Genre Chick Interview: Stephan Pastis

Who wouldn’t want to know more about a man who visits you every day and hangs out in your kitchen? This month, I cozied happily up to Stephan Pastis, fellow Greek and supertalented creator of the irreverently hilarious comic strip Pearls Before Swine.

I had the hardest time trying to find a conference room in which to interview Stephan–it’s what I get for scheduling an interview on Monday morning. I finally found an empty closet with a phone jack in which to make my call. And I’m very glad I did; Stephan is just as cool as you’d imagine him to be. We talked about everything from Greek mafia hits to Garrison Keillor to Bucky Katt to Stanley Kubrick, and we decided exactly who Spartacus was.

And then I remembered to press record.

Warning: A few crocodiles were harmed during the recording of this interview. But it’s okay, because we un-died them afterwards.


Alethea Kontis: What’s the first thing that pops up when you press “play” on your iPod?

Stephan Pastis: It’s the Bob Dylan album Time Out of Mind. But if you go by which artist is the most played, it’s probably U2.

AK: You’ve mentioned a passion for Hemingway in other interviews you’ve done–what are some of your other favorite contemporary authors?

SP: Historians like Robert Caro, Doris Kearns Goodwin, David McCullough…when I do find an author, I tend to pick up absolutely everything he or she has written and immerse myself in the author’s work. I just did that with Stanley Kubrick, actually–I watched something like 13 Stanley Kubrick films back to back.

This year, my goals are to read up on Roman history, Mayan history, Thomas Wolfe, William Faulkner, and I want to cover architecture. I know nothing about architecture.

AK: Is there a reason you don’t have characters named “Dog” and “Cat,” or did you make some sort of secret pact with Darby Conley?

SP: Dogs and cats are two animals that have been historically too covered on the comics page, so I have to sort of watch that. That said, I do have a new character who is a dog on a leash that I’m really warming up to, and in the next few months there will be a cat who is a very interesting character.

AK: When you sit down to write your strips, do you find that art imitates life, or that life imitates art?

Supplied material:
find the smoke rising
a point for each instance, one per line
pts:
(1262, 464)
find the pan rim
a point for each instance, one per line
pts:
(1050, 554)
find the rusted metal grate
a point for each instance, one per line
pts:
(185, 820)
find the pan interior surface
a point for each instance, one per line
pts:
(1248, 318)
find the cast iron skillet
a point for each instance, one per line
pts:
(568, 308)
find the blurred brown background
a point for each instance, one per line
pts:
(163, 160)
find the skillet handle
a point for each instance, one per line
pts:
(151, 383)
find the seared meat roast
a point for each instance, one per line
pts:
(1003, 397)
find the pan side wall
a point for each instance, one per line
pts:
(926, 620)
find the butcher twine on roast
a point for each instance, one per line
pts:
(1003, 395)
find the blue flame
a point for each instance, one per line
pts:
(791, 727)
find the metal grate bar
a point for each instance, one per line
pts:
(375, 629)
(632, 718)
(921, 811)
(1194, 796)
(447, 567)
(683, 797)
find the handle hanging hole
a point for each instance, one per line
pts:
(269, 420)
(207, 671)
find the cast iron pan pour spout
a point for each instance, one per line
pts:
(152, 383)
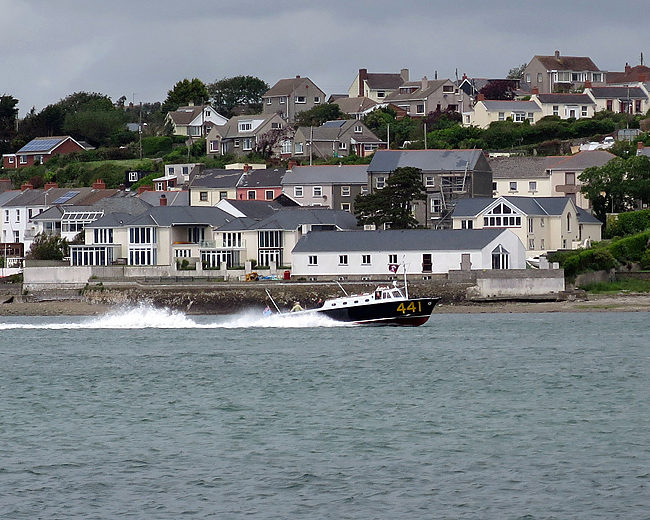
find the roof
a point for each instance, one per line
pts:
(526, 106)
(578, 99)
(217, 178)
(354, 105)
(426, 160)
(517, 167)
(582, 160)
(397, 240)
(618, 92)
(353, 174)
(558, 62)
(544, 206)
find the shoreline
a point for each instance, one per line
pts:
(594, 303)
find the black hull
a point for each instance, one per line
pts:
(412, 312)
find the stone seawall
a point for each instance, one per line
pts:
(224, 298)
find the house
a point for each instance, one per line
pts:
(356, 107)
(260, 184)
(214, 185)
(41, 149)
(194, 121)
(376, 86)
(336, 139)
(418, 98)
(623, 99)
(288, 97)
(272, 239)
(447, 175)
(425, 252)
(486, 112)
(561, 73)
(564, 105)
(160, 236)
(541, 223)
(242, 134)
(334, 187)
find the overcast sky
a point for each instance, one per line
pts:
(141, 48)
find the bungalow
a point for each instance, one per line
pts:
(42, 149)
(371, 254)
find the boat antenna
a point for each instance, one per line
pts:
(273, 301)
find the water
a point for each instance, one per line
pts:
(148, 414)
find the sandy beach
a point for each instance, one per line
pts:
(594, 303)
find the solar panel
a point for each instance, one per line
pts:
(65, 198)
(39, 145)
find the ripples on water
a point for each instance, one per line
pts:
(153, 414)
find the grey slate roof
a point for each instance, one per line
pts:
(322, 174)
(396, 240)
(426, 160)
(518, 167)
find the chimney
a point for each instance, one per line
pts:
(363, 76)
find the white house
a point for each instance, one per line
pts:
(425, 252)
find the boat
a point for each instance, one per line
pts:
(386, 305)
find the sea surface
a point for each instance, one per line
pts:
(149, 414)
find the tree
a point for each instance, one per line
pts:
(48, 247)
(186, 92)
(319, 115)
(517, 72)
(392, 204)
(240, 91)
(500, 89)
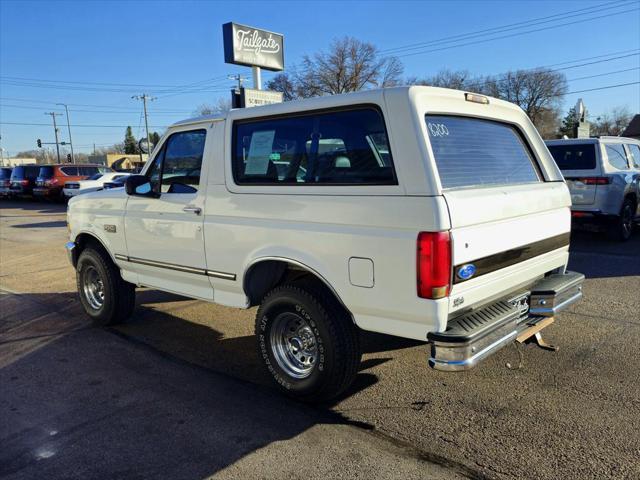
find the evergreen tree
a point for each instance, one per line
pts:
(130, 144)
(569, 124)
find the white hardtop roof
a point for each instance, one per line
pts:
(331, 101)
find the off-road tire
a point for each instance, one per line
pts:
(337, 340)
(119, 296)
(621, 227)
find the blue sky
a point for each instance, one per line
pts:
(155, 47)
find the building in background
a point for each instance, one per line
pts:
(120, 161)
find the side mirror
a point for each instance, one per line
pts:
(135, 185)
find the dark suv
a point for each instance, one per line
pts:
(5, 175)
(23, 180)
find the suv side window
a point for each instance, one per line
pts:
(634, 150)
(176, 167)
(616, 155)
(345, 147)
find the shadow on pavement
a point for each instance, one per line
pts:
(90, 405)
(597, 257)
(33, 206)
(52, 224)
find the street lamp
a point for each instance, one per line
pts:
(73, 158)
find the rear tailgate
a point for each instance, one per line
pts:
(510, 235)
(508, 226)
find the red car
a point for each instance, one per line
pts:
(51, 178)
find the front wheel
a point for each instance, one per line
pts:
(105, 296)
(307, 342)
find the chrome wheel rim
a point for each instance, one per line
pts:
(294, 345)
(93, 288)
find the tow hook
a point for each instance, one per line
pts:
(533, 334)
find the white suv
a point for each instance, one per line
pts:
(420, 212)
(603, 175)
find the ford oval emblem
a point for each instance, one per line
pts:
(465, 272)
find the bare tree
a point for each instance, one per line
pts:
(611, 123)
(537, 92)
(222, 105)
(348, 65)
(459, 80)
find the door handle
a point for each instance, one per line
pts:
(192, 209)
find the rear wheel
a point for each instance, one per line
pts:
(105, 296)
(622, 227)
(307, 342)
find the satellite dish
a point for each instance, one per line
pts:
(580, 111)
(144, 146)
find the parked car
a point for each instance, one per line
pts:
(5, 182)
(91, 184)
(603, 175)
(117, 183)
(52, 178)
(441, 217)
(23, 180)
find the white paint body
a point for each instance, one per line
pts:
(328, 230)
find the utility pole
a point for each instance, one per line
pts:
(66, 109)
(144, 97)
(55, 129)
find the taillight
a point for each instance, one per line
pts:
(434, 264)
(593, 180)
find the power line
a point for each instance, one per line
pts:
(502, 37)
(512, 26)
(155, 112)
(75, 126)
(606, 87)
(603, 74)
(501, 78)
(116, 109)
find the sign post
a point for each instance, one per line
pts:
(255, 48)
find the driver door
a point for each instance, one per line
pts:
(164, 220)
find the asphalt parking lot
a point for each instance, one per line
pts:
(178, 392)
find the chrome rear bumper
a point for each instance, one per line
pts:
(477, 334)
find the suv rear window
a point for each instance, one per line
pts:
(348, 147)
(574, 156)
(472, 152)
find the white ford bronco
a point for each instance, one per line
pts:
(426, 213)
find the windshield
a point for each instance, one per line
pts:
(574, 156)
(45, 172)
(25, 172)
(472, 152)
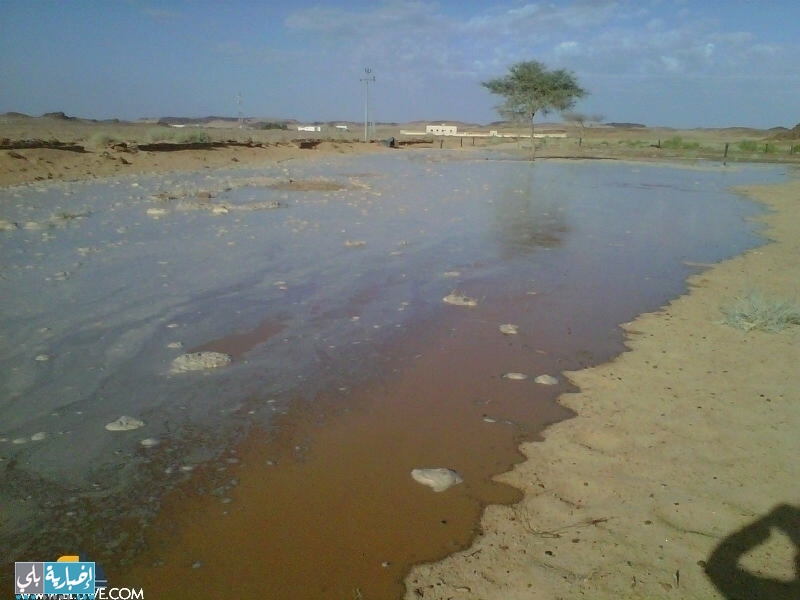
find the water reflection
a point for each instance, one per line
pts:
(94, 312)
(528, 214)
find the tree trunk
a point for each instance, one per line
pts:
(533, 142)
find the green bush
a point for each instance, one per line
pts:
(755, 311)
(748, 146)
(677, 143)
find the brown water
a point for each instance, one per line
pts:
(326, 508)
(288, 473)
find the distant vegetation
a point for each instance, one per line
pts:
(677, 143)
(264, 125)
(756, 311)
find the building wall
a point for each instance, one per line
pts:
(441, 129)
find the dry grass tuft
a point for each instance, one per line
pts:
(755, 311)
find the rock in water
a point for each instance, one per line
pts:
(125, 423)
(438, 479)
(460, 300)
(198, 361)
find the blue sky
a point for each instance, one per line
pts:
(692, 63)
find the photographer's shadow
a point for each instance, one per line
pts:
(736, 583)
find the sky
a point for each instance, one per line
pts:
(672, 63)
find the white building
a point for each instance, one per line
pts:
(441, 129)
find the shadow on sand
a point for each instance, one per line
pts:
(736, 583)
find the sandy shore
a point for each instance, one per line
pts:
(676, 468)
(681, 451)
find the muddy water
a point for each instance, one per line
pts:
(348, 370)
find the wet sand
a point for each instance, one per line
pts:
(614, 445)
(329, 506)
(679, 475)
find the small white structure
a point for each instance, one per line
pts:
(441, 129)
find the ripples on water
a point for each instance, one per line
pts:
(303, 272)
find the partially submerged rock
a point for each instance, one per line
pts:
(199, 361)
(438, 479)
(125, 423)
(518, 376)
(460, 300)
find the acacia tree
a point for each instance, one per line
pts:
(530, 88)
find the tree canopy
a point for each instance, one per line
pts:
(530, 88)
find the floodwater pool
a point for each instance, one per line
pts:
(319, 279)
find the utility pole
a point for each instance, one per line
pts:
(366, 79)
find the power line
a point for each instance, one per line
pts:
(366, 80)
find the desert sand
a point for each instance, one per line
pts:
(683, 455)
(676, 471)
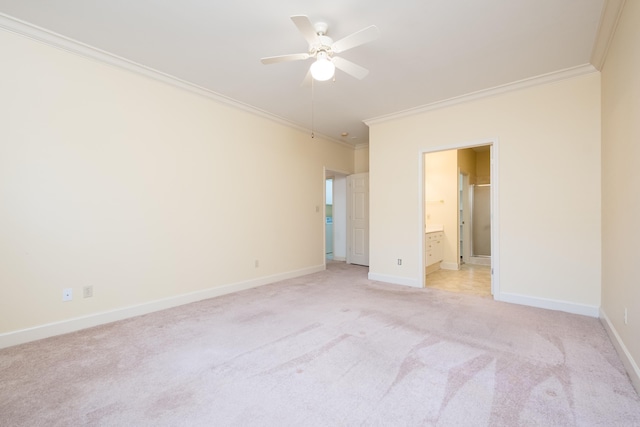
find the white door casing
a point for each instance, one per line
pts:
(358, 219)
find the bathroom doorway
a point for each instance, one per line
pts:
(454, 258)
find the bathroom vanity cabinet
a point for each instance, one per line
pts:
(434, 247)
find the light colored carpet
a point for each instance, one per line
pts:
(330, 349)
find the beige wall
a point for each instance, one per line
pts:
(441, 200)
(483, 167)
(142, 190)
(621, 181)
(361, 159)
(549, 224)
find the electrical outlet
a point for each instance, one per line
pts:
(87, 291)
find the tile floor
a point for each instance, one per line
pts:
(470, 279)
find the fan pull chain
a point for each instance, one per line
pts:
(312, 109)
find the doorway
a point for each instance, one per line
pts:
(335, 215)
(449, 177)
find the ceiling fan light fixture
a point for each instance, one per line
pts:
(323, 69)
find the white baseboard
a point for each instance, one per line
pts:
(549, 304)
(71, 325)
(449, 265)
(396, 280)
(627, 360)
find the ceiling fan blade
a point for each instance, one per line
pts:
(306, 29)
(356, 39)
(284, 58)
(350, 68)
(307, 79)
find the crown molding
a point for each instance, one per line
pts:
(498, 90)
(609, 19)
(70, 45)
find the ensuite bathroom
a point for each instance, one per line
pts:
(457, 218)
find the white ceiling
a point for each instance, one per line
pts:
(428, 51)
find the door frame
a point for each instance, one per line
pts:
(327, 173)
(495, 213)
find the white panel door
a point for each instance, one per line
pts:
(358, 219)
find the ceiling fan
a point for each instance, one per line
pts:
(323, 49)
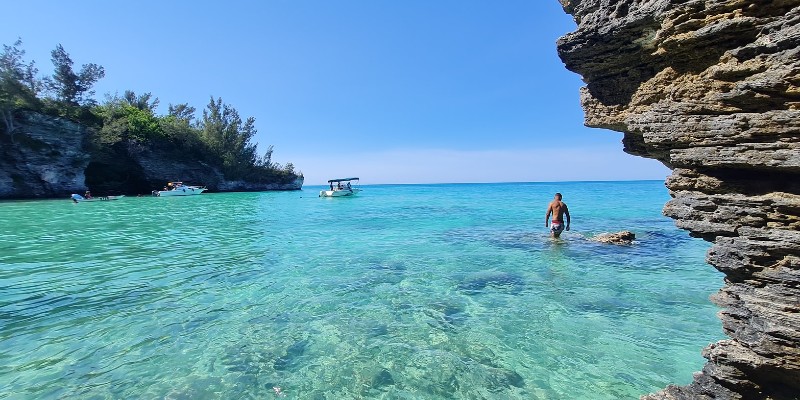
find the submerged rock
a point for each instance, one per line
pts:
(623, 237)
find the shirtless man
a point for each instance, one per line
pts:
(558, 208)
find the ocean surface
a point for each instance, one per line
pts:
(405, 292)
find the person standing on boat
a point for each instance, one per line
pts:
(558, 209)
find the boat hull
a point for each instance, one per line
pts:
(339, 193)
(184, 191)
(80, 199)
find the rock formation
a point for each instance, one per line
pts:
(711, 88)
(42, 161)
(52, 157)
(622, 237)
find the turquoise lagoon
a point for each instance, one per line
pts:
(406, 292)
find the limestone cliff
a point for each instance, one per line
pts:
(712, 89)
(48, 157)
(43, 161)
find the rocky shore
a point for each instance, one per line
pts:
(50, 157)
(712, 89)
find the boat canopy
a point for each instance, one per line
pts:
(342, 180)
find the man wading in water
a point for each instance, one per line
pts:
(558, 208)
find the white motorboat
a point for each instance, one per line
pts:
(179, 189)
(341, 187)
(81, 199)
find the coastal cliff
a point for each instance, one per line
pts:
(712, 90)
(51, 157)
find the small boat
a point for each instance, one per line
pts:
(340, 188)
(179, 189)
(80, 199)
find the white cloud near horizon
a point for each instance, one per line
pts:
(477, 166)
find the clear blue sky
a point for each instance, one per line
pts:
(393, 92)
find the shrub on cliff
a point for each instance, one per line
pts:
(221, 139)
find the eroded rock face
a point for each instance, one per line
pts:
(712, 89)
(45, 157)
(51, 157)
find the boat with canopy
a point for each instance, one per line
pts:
(341, 187)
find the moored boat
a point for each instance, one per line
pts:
(80, 199)
(341, 187)
(179, 189)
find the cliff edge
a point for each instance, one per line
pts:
(52, 157)
(711, 88)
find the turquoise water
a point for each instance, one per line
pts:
(407, 292)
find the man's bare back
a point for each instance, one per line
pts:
(558, 209)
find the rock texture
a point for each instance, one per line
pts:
(712, 89)
(50, 157)
(42, 161)
(622, 237)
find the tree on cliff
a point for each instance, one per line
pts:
(229, 137)
(69, 87)
(18, 84)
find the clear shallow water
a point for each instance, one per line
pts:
(409, 291)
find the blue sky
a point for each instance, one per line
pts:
(393, 92)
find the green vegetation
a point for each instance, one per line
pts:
(220, 138)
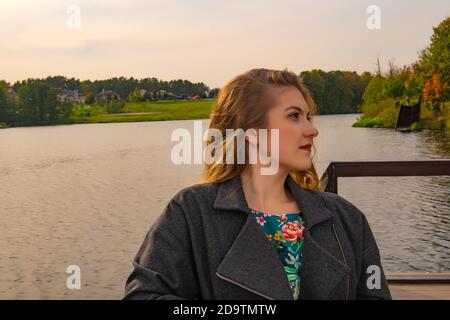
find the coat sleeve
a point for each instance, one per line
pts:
(372, 282)
(163, 267)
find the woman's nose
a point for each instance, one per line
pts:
(312, 132)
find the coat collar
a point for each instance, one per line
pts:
(251, 261)
(230, 196)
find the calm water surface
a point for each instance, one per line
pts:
(86, 195)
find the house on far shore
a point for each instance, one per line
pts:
(106, 96)
(73, 96)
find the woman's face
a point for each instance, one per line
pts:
(290, 115)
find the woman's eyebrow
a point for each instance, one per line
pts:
(297, 108)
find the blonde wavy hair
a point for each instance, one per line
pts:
(243, 103)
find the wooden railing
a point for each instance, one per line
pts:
(403, 285)
(335, 170)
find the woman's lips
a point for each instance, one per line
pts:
(306, 147)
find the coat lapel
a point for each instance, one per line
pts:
(251, 261)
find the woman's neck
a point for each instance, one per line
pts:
(266, 193)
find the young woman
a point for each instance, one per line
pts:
(241, 234)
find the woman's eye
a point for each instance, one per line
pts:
(294, 115)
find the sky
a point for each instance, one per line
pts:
(208, 41)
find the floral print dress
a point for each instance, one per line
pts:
(285, 231)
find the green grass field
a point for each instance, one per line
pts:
(145, 111)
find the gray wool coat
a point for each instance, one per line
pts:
(206, 245)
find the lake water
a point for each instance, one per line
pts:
(86, 195)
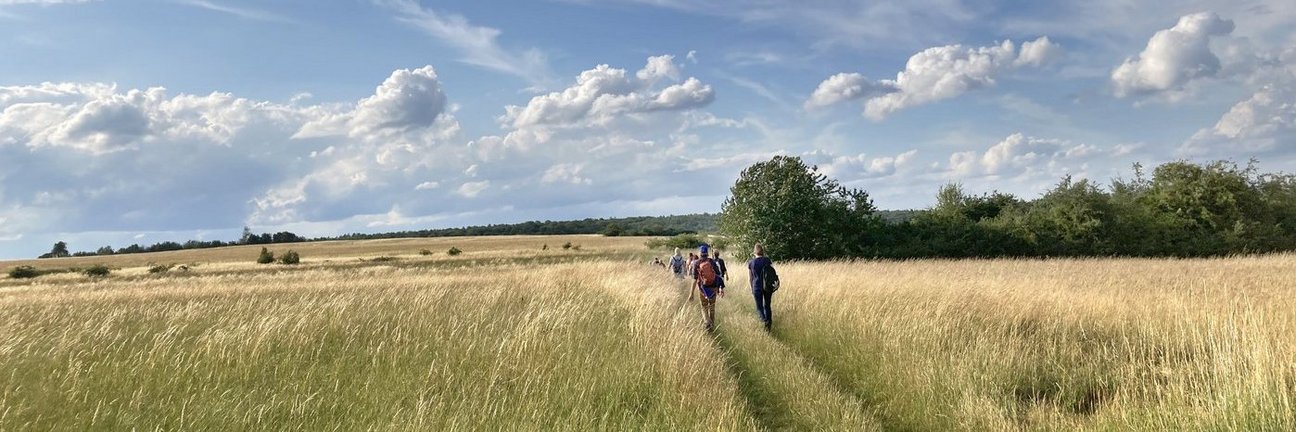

Required work:
1 – Reproduce, word for word, the stretch of the Stephan Pastis interview from "Warning: A few" through "on your iPod?".
2 – Pick up the Stephan Pastis interview from the point where it stops and keep it going.

Answers to the exercises:
1 –
Warning: A few crocodiles were harmed during the recording of this interview. But it’s okay, because we un-died them afterwards.


Alethea Kontis: What’s the first thing that pops up when you press “play” on your iPod?

2 –
SP: I do the strip in such a way that it’s not a one-to-one relationship. I don’t see something and it goes into the strip; I sort of let the subconscious run free and what comes out comes out. You know that zone you get in when you’re in the car on a six-hour drive, and suddenly you wonder where the last four hours went? That’s the zone I’m usually in when I’m writing. I make up these scenarios and put them down. Afterwards, things tend to happen in real life that seem to reflect that. And since I write the strip about eight months in advance, by the time it runs everybody thinks that I wrote it after the event…when it’s usually the other way around.

AK: Do you still have the cartoons you drew as a kid?

SP: I do. For some reason, most of those cartoons were based on television commercials.  There’s one in particular I remember about the Fruit of the Loom dying in the hamper.

AK: Does picture book star Danny Donkey have a publisher yet?

SP: That would be great, wouldn’t it? People have asked me about that one, and if there would be an Angry Bob book. They couldn’t be by me, of course–they would have to be by Rat. Maybe I’ll compile “Rat’s Complete Writings” someday.

AK: How many times has Crocodile Bob died?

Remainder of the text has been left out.